--- start of DATA SHOWN ---

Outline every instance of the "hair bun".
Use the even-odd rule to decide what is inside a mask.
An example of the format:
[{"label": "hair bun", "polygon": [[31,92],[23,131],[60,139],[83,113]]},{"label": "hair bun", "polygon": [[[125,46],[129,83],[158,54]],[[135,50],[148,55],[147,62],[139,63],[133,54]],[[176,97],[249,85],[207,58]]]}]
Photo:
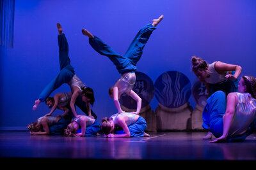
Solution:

--- end of DATA SHOWN ---
--- start of DATA SHOWN ---

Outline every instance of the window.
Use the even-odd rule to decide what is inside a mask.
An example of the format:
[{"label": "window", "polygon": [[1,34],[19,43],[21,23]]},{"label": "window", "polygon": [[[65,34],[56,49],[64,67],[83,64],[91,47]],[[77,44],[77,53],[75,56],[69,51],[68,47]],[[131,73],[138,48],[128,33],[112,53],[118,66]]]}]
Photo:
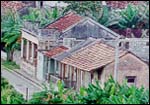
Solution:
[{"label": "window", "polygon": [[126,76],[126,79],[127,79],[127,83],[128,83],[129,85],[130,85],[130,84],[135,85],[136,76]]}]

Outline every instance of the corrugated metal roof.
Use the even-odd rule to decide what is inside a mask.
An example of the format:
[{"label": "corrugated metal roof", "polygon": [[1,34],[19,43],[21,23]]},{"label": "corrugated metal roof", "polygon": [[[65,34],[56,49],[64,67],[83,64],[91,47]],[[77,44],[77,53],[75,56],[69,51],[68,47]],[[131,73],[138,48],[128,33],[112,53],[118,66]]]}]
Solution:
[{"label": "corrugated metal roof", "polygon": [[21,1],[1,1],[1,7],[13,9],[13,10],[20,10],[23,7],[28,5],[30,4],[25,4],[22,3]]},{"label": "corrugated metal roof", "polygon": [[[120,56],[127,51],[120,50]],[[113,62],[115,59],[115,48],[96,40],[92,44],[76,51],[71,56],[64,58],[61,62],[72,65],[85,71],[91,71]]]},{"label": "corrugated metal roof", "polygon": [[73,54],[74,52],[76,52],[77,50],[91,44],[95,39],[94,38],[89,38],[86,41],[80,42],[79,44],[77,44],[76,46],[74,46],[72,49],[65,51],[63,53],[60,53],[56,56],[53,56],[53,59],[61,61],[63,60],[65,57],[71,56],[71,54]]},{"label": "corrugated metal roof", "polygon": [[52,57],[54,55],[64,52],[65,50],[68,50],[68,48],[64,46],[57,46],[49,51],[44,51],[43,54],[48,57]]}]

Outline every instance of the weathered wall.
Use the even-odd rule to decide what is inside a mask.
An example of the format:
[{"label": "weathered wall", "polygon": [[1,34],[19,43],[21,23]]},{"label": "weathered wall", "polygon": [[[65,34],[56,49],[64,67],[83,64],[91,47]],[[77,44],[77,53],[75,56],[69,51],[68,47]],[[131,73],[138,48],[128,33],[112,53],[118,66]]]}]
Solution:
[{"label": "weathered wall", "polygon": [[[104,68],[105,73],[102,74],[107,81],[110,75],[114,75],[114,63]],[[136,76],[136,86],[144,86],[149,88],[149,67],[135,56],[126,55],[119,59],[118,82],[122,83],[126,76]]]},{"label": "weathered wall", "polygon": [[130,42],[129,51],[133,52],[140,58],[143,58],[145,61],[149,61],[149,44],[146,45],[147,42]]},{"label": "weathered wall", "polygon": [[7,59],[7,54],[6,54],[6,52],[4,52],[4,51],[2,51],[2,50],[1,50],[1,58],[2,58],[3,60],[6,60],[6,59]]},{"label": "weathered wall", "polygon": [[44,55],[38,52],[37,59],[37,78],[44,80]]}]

--- end of DATA SHOWN ---

SHORT EXERCISE:
List every line in the listing above that contains the string "Outline", matching uppercase and lowercase exactly.

WRITTEN SOLUTION:
Outline every instance of the "hair bun".
Outline every instance of the window.
Outline every instance of the corrugated metal roof.
Outline every instance of the weathered wall.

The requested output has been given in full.